__Jobs__
a. In the message below about testing a Hive dialect, echo the part that opens with the words containing "Many thanks for" and closes with "have been added.".
b. Answer these questions using the message below about testing a Hive dialect, one answer per line:
(i) How many fact tables can Mondrian be configured to use, and how many joins does that require?
(ii) Which patch is meant only for running the foodmart test?
(iii) What does Hive use a relational database for?
===== Passage given =====
[Mondrian] Testing a Hive dialect

Calum Miller calum at millersoft.ltd.uk
Tue Feb 15 03:32:37 EST 2011


Hi Fu,John,

Many thanks for the feedback, much appreciated.

Regarding latency issues with star schemas in Hive, Mondrian can be configured to use just 1 big fat fact table requiring zero joins (the dimensions are derived using select distinct on the fact table columns). Such an approach may yield advantages on HBase once the GROUP BY optimisations have been added.

Regards

Calum
Sent from my iPad

On 15 Feb 2011, at 05:47, "fuhongwei141" <fuhongwei141 at gmail.com> wrote:

> Hi Calum, John,
> Thanks for the suggestions.
> A part of the latency problem is Mondrian do a lot of query on small tables that contains information for dimensions etc. In stead of integrating with HBase, I'm thinking maybe Hive can integrate with relational databases. Since hadoop already supports DBInputFormat and DBOutputFormat, and Hive is using relational database for metastore. This shouldn't be too challenging. I'm still doing some experients.
>  
> The HIVE-1922 patch 1 is just for people to run the foodmart test now. It's not finished yet. I'm still having problems with the having clauses. I will update it when finished.
>  
> Another plan I have with Hive is more support of ANSI SQL. Before that, I'm thinking of refatoring the SemanticAnalyzer. I know refactoring RowResolver with better OO is on the to do list. You know, all those  genXXXPlan methods. I think they are pretty good indicators to use a factory pattern.
===== Data provided =====
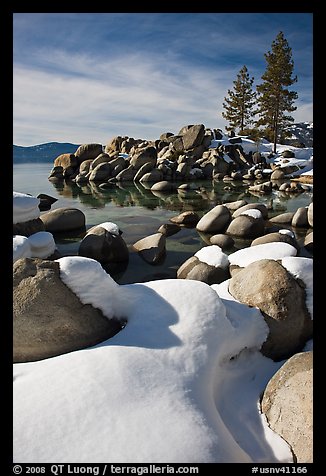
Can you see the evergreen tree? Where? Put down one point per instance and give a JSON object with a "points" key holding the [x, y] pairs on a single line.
{"points": [[240, 102], [274, 98]]}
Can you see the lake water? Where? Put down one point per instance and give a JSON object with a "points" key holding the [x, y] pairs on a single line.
{"points": [[139, 213]]}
=====
__Exercise responses__
a.
Many thanks for the feedback, much appreciated.

Regarding latency issues with star schemas in Hive, Mondrian can be configured to use just 1 big fat fact table requiring zero joins (the dimensions are derived using select distinct on the fact table columns). Such an approach may yield advantages on HBase once the GROUP BY optimisations have been added.

b.
(i) One large fact table, requiring zero joins.
(ii) HIVE-1922 patch 1.
(iii) Its metastore.